Object location annotation data
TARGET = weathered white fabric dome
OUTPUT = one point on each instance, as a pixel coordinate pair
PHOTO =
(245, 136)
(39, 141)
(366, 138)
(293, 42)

> GIVEN REQUEST
Rewrite the material above with "instance" swapped out for "occurrence" everywhere it appears, keeping everything else the same.

> TASK RESPONSE
TARGET = weathered white fabric dome
OUTPUT = one point on each occurrence, as a pixel coordinate pair
PHOTO =
(245, 136)
(39, 141)
(366, 138)
(293, 42)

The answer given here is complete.